Pain is something I live with. There is now no more emotional pain – I feel emotions differently and they pass through, as if through an open doorway. There is only physical chronic pain, which showed up about a decade ago. But let me back up….
Since I was a young child, I wanted to die. From the poverty I didn’t have words to describe. From being of a lower class than the neighbors living on higher floors. From being raped as a child and in college. From being the unwanted child of a first marriage my mother wanted to forget. From being moved to a foreign country without having any understanding of what was happening around me. From having to endure school fights because I was different. From having to be excellent at school and everything I did because nothing else about me was worth my new father’s respect. From feeling like I belonged nowhere and had no home. From failing to prove to courts that I was married to an alcoholic – and the courts wanted equally shared custody of my baby. From not knowing who I was after leaving the alcoholic. From making the choice to cut out 3 hours of driving per day to work and leaving my child in an alcoholic’s house. From living in the limbo of losing my child, and the court fight against a narcissist to get my child back. From continuing the custody fight for years until my son was old enough to voice his wishes to live with me. From not knowing how I was going to continue living with the agony of every fiber of my being feeling rejected by life itself. From having to keep fighting all my life and seeing a threat everyday and everywhere – even when there was no threat.

## THE PROBLEM
Please return, word for word, the portion of the account of living with pain that begins at the words "Pain is something" and stops after "me back up….".

## STORED DATA
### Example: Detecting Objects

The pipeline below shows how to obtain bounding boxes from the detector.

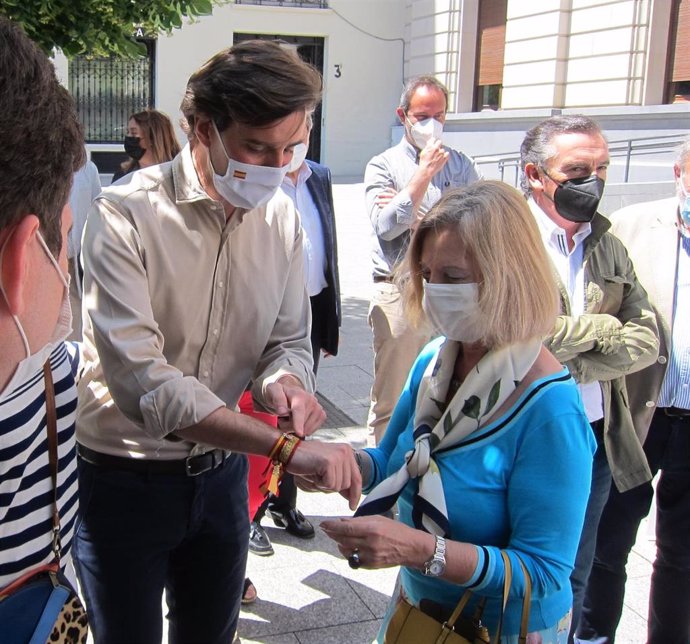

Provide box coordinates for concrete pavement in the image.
[239,182,654,644]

## ANSWER IN FULL
Pain is something I live with. There is now no more emotional pain – I feel emotions differently and they pass through, as if through an open doorway. There is only physical chronic pain, which showed up about a decade ago. But let me back up….